**Task 1:**
Reproduce in full, word for word, the passage below on the estate of Philip Seymour Hoffman.

**Passage:**
The Estate of Philip Seymour Hoffman

 

estate

The Estate of Philip Seymour Hoffman

Philip Seymour Hoffman was a talented actor who left an impressive body of work when he died in February 2014 at the age of 46.  His cause of death was an accidental drug overdose.  He left an estate of approximately 35 million dollars.  As we have seen in a number of our previous blog posts, though, having substantial financial holdings is no insulation from poor estate planning.  And Philip Seymour Hoffman is yet another example where it would have made a tremendous difference to his loved ones if he had done things a little differently.

Hoffman never married.  But he did have a longstanding relationship with his companion Marianne O’Donnell.  Hoffman and O’Donnell had three children together: son Cooper, and then daughters Tallulah and Willa.  There are reports that Hoffman’s advisors recommended he put aside some money for his three children.  But he rejected that advice since he did not want his children to become “trust fund babies.”   So instead he left all of his assets to his longtime companion Marianne O’Donnell.  If she happened to have predeceased him then all would be left to son Cooper.

Image point annotation entries:
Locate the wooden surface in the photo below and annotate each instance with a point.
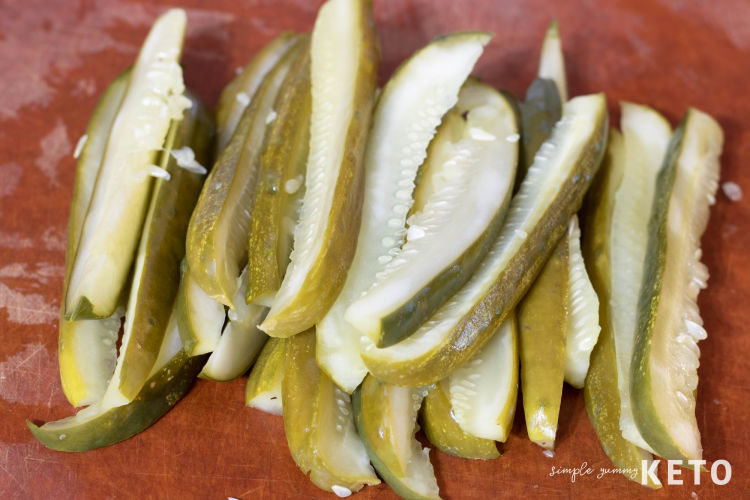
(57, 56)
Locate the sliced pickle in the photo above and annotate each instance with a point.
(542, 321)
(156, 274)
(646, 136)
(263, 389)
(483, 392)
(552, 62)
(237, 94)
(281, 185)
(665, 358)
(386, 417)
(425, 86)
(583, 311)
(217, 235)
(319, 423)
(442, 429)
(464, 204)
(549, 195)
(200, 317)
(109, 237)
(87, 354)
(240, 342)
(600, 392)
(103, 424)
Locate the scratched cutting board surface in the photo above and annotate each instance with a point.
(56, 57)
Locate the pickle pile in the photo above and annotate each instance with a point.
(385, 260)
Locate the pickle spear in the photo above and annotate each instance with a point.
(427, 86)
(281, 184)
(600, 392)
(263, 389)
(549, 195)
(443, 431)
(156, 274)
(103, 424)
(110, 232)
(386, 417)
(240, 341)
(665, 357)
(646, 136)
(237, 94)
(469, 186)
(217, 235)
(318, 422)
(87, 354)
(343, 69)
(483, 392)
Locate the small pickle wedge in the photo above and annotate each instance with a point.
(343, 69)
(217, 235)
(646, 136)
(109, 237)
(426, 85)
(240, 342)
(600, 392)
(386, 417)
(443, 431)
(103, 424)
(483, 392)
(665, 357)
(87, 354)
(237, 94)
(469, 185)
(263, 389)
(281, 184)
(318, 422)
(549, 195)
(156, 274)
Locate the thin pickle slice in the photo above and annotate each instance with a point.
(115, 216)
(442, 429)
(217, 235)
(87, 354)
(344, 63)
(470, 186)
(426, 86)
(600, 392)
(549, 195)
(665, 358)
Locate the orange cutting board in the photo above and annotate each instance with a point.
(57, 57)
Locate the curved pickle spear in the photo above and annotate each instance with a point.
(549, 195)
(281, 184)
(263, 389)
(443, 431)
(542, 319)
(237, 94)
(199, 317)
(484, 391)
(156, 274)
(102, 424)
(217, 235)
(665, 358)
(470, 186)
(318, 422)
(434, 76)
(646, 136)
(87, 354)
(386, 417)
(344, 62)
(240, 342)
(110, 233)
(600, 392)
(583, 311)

**Task 2:**
Render as a numbered list the portion of the entries that begins with the line containing "Locate the orange" and continues through the final line of the entries, both ends included, omitting any blank lines.

**Expected output 1:**
The Estate of Philip Seymour Hoffman

 

estate

The Estate of Philip Seymour Hoffman

Philip Seymour Hoffman was a talented actor who left an impressive body of work when he died in February 2014 at the age of 46.  His cause of death was an accidental drug overdose.  He left an estate of approximately 35 million dollars.  As we have seen in a number of our previous blog posts, though, having substantial financial holdings is no insulation from poor estate planning.  And Philip Seymour Hoffman is yet another example where it would have made a tremendous difference to his loved ones if he had done things a little differently.

Hoffman never married.  But he did have a longstanding relationship with his companion Marianne O’Donnell.  Hoffman and O’Donnell had three children together: son Cooper, and then daughters Tallulah and Willa.  There are reports that Hoffman’s advisors recommended he put aside some money for his three children.  But he rejected that advice since he did not want his children to become “trust fund babies.”   So instead he left all of his assets to his longtime companion Marianne O’Donnell.  If she happened to have predeceased him then all would be left to son Cooper.

**Expected output 2:**
1. Locate the orange cutting board in the photo above and annotate each instance with a point.
2. (57, 57)
3. Locate the curved pickle spear in the photo above and annotate each instance with a point.
4. (549, 195)
5. (281, 184)
6. (263, 389)
7. (443, 431)
8. (542, 319)
9. (237, 94)
10. (199, 317)
11. (484, 391)
12. (156, 274)
13. (102, 424)
14. (217, 235)
15. (665, 358)
16. (470, 186)
17. (318, 422)
18. (434, 76)
19. (646, 136)
20. (87, 354)
21. (386, 417)
22. (344, 62)
23. (240, 342)
24. (110, 233)
25. (600, 392)
26. (583, 311)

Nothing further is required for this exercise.